PROVIDED ENTRIES
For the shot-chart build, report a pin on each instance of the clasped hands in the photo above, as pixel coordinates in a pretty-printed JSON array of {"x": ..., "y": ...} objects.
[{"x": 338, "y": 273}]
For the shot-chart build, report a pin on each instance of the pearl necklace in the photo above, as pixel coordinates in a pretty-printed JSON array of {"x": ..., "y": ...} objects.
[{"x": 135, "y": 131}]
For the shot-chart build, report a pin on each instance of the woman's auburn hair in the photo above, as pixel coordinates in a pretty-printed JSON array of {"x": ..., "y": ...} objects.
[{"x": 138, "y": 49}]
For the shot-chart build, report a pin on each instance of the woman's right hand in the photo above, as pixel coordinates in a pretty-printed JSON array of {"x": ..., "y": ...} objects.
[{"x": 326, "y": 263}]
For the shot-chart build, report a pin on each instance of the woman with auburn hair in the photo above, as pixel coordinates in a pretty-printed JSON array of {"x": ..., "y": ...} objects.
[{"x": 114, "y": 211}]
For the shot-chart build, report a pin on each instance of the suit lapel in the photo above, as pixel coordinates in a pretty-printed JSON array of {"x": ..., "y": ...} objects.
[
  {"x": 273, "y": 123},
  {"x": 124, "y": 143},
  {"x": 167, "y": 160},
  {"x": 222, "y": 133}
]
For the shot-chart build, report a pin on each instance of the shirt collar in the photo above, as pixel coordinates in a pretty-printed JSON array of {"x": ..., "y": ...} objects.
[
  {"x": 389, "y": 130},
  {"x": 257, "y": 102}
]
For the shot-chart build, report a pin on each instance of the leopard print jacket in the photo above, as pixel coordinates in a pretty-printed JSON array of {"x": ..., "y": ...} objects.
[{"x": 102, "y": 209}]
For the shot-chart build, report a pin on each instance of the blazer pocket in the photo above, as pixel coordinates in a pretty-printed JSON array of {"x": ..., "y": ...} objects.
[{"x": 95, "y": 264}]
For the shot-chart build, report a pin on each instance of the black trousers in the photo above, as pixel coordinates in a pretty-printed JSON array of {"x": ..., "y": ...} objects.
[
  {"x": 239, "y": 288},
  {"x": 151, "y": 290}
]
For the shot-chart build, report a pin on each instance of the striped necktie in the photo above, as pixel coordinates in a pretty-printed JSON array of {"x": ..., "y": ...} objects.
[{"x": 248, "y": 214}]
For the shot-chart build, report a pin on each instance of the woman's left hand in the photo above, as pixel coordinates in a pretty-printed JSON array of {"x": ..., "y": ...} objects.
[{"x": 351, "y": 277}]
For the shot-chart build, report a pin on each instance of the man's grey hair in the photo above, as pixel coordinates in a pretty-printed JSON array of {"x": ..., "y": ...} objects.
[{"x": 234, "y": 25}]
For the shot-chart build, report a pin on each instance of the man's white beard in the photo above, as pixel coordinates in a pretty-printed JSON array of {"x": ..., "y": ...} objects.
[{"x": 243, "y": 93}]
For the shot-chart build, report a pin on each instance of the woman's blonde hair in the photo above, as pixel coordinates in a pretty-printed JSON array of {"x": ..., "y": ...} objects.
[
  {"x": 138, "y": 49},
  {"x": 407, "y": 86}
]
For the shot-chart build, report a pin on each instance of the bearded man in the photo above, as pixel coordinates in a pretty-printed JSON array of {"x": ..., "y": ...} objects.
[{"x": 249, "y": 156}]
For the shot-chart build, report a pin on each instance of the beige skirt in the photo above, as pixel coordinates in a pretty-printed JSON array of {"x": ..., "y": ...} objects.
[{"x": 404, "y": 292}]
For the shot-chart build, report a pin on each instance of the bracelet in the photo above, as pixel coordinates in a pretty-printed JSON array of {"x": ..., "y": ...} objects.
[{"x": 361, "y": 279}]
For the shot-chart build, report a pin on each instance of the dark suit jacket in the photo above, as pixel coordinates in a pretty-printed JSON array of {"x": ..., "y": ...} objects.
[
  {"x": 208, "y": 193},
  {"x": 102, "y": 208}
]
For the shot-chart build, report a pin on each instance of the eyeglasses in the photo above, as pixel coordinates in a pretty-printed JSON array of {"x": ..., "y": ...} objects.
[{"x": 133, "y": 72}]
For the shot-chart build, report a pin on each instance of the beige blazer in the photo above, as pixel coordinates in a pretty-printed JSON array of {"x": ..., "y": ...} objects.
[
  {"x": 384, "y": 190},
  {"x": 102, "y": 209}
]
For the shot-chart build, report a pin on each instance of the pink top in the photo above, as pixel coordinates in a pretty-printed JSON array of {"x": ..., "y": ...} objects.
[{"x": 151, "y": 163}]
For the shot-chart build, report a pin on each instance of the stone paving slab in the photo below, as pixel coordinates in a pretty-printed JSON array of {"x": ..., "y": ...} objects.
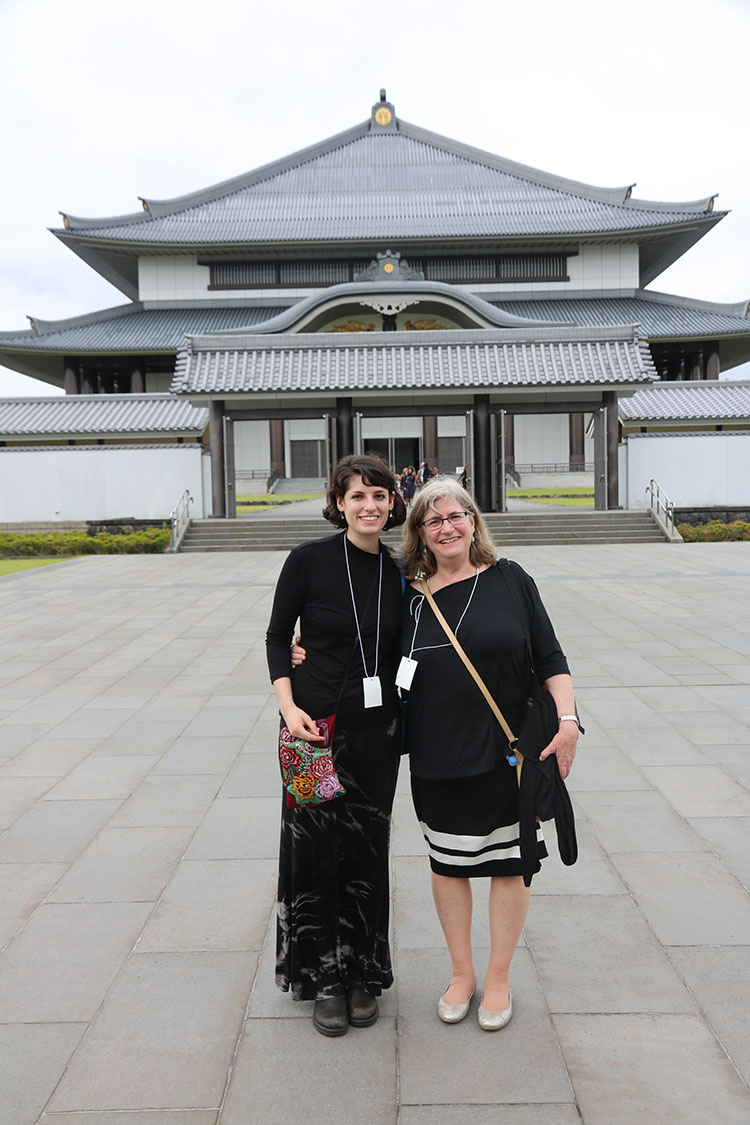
[{"x": 138, "y": 831}]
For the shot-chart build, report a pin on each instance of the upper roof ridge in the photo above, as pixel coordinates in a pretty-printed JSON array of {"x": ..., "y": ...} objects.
[{"x": 382, "y": 122}]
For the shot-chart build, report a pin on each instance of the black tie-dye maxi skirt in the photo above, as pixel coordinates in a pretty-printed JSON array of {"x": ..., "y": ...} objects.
[{"x": 334, "y": 891}]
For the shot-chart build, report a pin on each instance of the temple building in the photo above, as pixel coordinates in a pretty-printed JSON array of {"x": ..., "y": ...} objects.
[{"x": 392, "y": 290}]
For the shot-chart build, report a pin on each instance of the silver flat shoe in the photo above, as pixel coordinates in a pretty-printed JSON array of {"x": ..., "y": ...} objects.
[
  {"x": 495, "y": 1020},
  {"x": 454, "y": 1013}
]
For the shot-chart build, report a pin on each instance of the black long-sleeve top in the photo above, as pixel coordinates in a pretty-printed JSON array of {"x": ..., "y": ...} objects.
[
  {"x": 314, "y": 587},
  {"x": 450, "y": 729}
]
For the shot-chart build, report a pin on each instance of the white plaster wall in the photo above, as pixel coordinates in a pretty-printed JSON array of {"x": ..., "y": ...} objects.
[
  {"x": 173, "y": 277},
  {"x": 391, "y": 428},
  {"x": 692, "y": 469},
  {"x": 159, "y": 383},
  {"x": 541, "y": 439},
  {"x": 252, "y": 446},
  {"x": 98, "y": 484},
  {"x": 452, "y": 426}
]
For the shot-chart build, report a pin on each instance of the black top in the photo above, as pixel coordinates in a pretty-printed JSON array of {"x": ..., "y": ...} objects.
[
  {"x": 314, "y": 587},
  {"x": 450, "y": 729}
]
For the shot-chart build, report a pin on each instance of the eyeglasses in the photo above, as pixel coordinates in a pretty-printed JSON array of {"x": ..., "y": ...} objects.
[{"x": 435, "y": 522}]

SHORT EXERCISE
Return the full material word for word. Do not include the pictures.

THE ANSWER
For the shot-chart build, report a pin on each instance of the clasped hands in the photo above, as pixel coordinates in a pretty-printed JSON array of {"x": ..., "y": ...} objects.
[{"x": 338, "y": 273}]
For the shot-chart build, report a pin on each instance of the pearl necklace in the photo above, as pixel coordinates in a pretty-printed JSON array of {"x": ..., "y": ...} objects.
[{"x": 135, "y": 131}]
For the shot-chart build, report a pin on each instance of the woman's auburn hair in the photo above, as pixel coordinates in a pretty-printed JSON array of {"x": ..., "y": ...} objects.
[{"x": 138, "y": 49}]
For the shot-chart build, report a pin on each instance of the woman's right hand in the photo above, as pixel coordinates in a pretty-printed JSON array of {"x": ..., "y": ...} objects.
[{"x": 326, "y": 263}]
For the shot-chart build, report a pin on each instance of the woman with auburn hair in the photo above, as pixel coordinates in a pretty-printed JSON array of {"x": ..., "y": ...} objects.
[{"x": 114, "y": 211}]
For the shot-chart build, report a pin on each instance of the suit lapel in the photo above, as pixel coordinates in a pretty-printed JSON array of {"x": ..., "y": ...} objects.
[
  {"x": 273, "y": 123},
  {"x": 124, "y": 143},
  {"x": 167, "y": 160},
  {"x": 222, "y": 133}
]
For the shot-chart build, report a pin on each instance of the shirt collar in the photo above, as pixel coordinates in a pretty-printed JSON array of {"x": ..., "y": ...} objects.
[
  {"x": 389, "y": 130},
  {"x": 257, "y": 102}
]
For the shot-chart build, report a pin on each instance of the leopard print jacket in the photo above, as pixel coordinates in a pretty-printed JSON array of {"x": ..., "y": ...} objects.
[{"x": 102, "y": 209}]
For the shot-chart build, report a pin on each instance of the blazer pocket in the photo above, as pixel coordinates in a pretty-printed JSON array of {"x": ..., "y": ...} objects.
[{"x": 95, "y": 264}]
For the shot-chart build, report a pin on each instance of the black trousers in the photo above, as pixel coordinates in a pretty-printed JSON array of {"x": ..., "y": ...} objects.
[
  {"x": 239, "y": 288},
  {"x": 151, "y": 290}
]
For the shot-chart build, report a pin on each instance of the striped necktie in the photo above, as pixel coordinates in a pretty-printed JSON array of {"x": ..., "y": ...} objects.
[{"x": 248, "y": 214}]
For the shot-chart build, report a pin on each instance of the woman's left hand in the photo above, as pixel coordinates in a pretty-printed JSON array of {"x": ..., "y": ...} objects.
[{"x": 351, "y": 277}]
For the shot-chart build, report a pin on each instance of the man's grey hair in the photo above, as pixel coordinates in a pretty-printed JSON array of {"x": ..., "y": ...} objects.
[{"x": 234, "y": 25}]
For the shot-chart build, report a pin on each instance of the man's white beard in the photo above, as pixel coordinates in a pretty-printed JSON array of {"x": ..., "y": ...} objects.
[{"x": 243, "y": 93}]
For the shot-chart build, report a pin on each instance of the woman's blonde hair in the photo above, as pixel coordinates in a pretty-printed JSON array of {"x": ..., "y": ...} objects.
[
  {"x": 138, "y": 49},
  {"x": 407, "y": 86}
]
For the shot-chart build, report a pin on each instance of the bearded man in the photo above, as pixel coordinates in a pretty-printed JSON array of {"x": ..., "y": ...} objects.
[{"x": 249, "y": 156}]
For the shot-chart build, report a pin on each instance of the beige skirt in the photo above, as pixel coordinates in a pretty-printed JSON array of {"x": ..., "y": ...} objects.
[{"x": 404, "y": 292}]
For the shot-chart build, report a pin on each instance of the bracelet in the photo above, as pixel coordinates in a pretty-printed JSON array of {"x": ..., "y": ...} objects.
[{"x": 361, "y": 279}]
For the shot-chart build, report a pin on each instance of the dark suit jacket in the photo above, as pixel coordinates in a pretty-printed JSON array of {"x": ..., "y": ...} objects.
[
  {"x": 208, "y": 193},
  {"x": 102, "y": 208}
]
For the shot-chart build, report a pin on each instance of the eyeglasses in the photo above, as pixel coordinates in a pretty-printed JSON array of {"x": ..., "y": ...} objects.
[{"x": 133, "y": 72}]
For the shot-chart build, report a pin on each instance of the beige blazer in the photo above, as pixel coordinates in a pretty-printed JSON array of {"x": ..., "y": ...} objects.
[
  {"x": 384, "y": 190},
  {"x": 102, "y": 209}
]
For the shot-chart build, report a pin on each instance of the pink top in the photo above, as pixel coordinates in a pretty-printed JSON array of {"x": ..., "y": ...} objects.
[{"x": 151, "y": 163}]
For the shot-chart build, report a pin on each instance of the stone paving slab in the photo below, as pixel coordinates in a pretty-printed JSON array of {"x": ..., "y": ...} objects.
[{"x": 138, "y": 831}]
For the shot-chart build, report a pin on each instance of the upper roof ridge in the photo above, as pixel coordinates in a pretty-printed JSON array of {"x": ..., "y": ...} objects.
[{"x": 382, "y": 122}]
For the shot-chart build, report a pin on each instance of the black tie-dye maxi skirt in the photo above, as pixel coordinates in a pretty-printed JSON array of {"x": ..., "y": ...} objects.
[{"x": 334, "y": 891}]
For the shot-chart build, report a pin on each instance of the temple building in the photo above, as pixel coordinates in a pretty-printed JSON array of {"x": ..., "y": ...} objects.
[{"x": 392, "y": 290}]
For the shot-chart build, report a pin on each instance of the silver flat shoe in the photo above, as pixel coordinates in a pretty-printed JSON array of {"x": ..., "y": ...} objects.
[
  {"x": 495, "y": 1020},
  {"x": 454, "y": 1013}
]
For the shot-chart build, report a pin on each instance of the black long-sleeve top in the photo above, as pixel coordinates in a pretty-printed JSON array of {"x": ..., "y": ...} objects.
[
  {"x": 314, "y": 587},
  {"x": 450, "y": 729}
]
For the shot-chart build, report a pin on each instance of the white plaster wall in the photo above, as pixel coordinates in a pretty-printed JSON array of {"x": ..., "y": ...} objects.
[
  {"x": 173, "y": 277},
  {"x": 391, "y": 428},
  {"x": 692, "y": 469},
  {"x": 159, "y": 383},
  {"x": 541, "y": 439},
  {"x": 252, "y": 446},
  {"x": 98, "y": 484},
  {"x": 452, "y": 426}
]
For the shot-chart build, report a pin on each instance of the black top in the photo above, as pixel coordinates in a pretty-printed JSON array of {"x": ..., "y": ...} objects.
[
  {"x": 314, "y": 587},
  {"x": 450, "y": 729}
]
For the shot-chart build, report a pin on each instance of the eyeglasses in the photo above, as pixel coordinates in a pretty-printed JSON array of {"x": ..., "y": ...} objects.
[{"x": 435, "y": 522}]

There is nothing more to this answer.